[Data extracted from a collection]
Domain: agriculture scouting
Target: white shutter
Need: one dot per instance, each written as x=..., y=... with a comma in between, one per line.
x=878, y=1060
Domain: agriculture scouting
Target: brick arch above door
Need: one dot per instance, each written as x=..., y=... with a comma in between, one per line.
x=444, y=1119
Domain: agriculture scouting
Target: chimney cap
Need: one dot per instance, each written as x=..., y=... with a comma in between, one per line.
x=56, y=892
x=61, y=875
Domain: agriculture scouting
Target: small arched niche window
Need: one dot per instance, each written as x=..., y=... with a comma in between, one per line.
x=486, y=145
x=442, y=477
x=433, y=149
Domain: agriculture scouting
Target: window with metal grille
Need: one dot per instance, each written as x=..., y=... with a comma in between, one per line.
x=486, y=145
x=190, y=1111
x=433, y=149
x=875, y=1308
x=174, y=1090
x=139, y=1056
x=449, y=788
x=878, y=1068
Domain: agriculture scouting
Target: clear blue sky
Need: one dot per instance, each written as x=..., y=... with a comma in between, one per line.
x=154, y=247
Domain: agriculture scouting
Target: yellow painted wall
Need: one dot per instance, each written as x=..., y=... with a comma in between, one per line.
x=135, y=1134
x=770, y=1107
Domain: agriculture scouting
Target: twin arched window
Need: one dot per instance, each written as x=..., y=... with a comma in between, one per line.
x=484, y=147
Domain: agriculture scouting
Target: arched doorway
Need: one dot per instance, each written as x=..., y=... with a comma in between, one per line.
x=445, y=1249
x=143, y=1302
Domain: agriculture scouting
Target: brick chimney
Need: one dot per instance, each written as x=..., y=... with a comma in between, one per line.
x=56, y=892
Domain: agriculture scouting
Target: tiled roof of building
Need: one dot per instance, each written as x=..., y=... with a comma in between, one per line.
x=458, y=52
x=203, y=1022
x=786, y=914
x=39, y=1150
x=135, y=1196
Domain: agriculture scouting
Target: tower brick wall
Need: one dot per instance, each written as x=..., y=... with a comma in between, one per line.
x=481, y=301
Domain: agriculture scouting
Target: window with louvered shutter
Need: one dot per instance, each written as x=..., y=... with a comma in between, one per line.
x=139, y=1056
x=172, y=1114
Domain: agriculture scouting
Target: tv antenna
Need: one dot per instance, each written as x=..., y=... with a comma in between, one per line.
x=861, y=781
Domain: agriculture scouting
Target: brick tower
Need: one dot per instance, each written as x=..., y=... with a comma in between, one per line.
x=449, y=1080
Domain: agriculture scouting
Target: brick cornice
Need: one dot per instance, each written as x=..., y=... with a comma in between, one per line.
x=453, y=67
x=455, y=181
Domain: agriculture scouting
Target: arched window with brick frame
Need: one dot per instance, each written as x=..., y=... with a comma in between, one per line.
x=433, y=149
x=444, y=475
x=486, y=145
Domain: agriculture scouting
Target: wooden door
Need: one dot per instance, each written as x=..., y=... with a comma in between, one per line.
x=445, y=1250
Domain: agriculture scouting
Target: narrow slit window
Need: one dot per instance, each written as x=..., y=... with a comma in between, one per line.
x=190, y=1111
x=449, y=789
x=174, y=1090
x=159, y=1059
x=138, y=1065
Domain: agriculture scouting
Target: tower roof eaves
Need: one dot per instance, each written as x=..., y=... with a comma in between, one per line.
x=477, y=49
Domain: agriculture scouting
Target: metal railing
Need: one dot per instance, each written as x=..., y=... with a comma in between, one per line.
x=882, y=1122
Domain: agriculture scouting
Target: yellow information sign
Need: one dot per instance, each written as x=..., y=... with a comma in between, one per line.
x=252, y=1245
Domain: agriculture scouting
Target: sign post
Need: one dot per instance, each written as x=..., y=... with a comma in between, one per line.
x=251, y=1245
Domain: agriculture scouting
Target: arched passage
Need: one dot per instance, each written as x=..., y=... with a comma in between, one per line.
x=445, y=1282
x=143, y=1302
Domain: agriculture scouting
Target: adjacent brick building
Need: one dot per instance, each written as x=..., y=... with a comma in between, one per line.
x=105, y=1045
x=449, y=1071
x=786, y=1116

Problem statement ▸
Would you report every line of the entries above containing the word "wall"?

Exercise response ▸
Target: yellow painted wall
Target: tower brick wall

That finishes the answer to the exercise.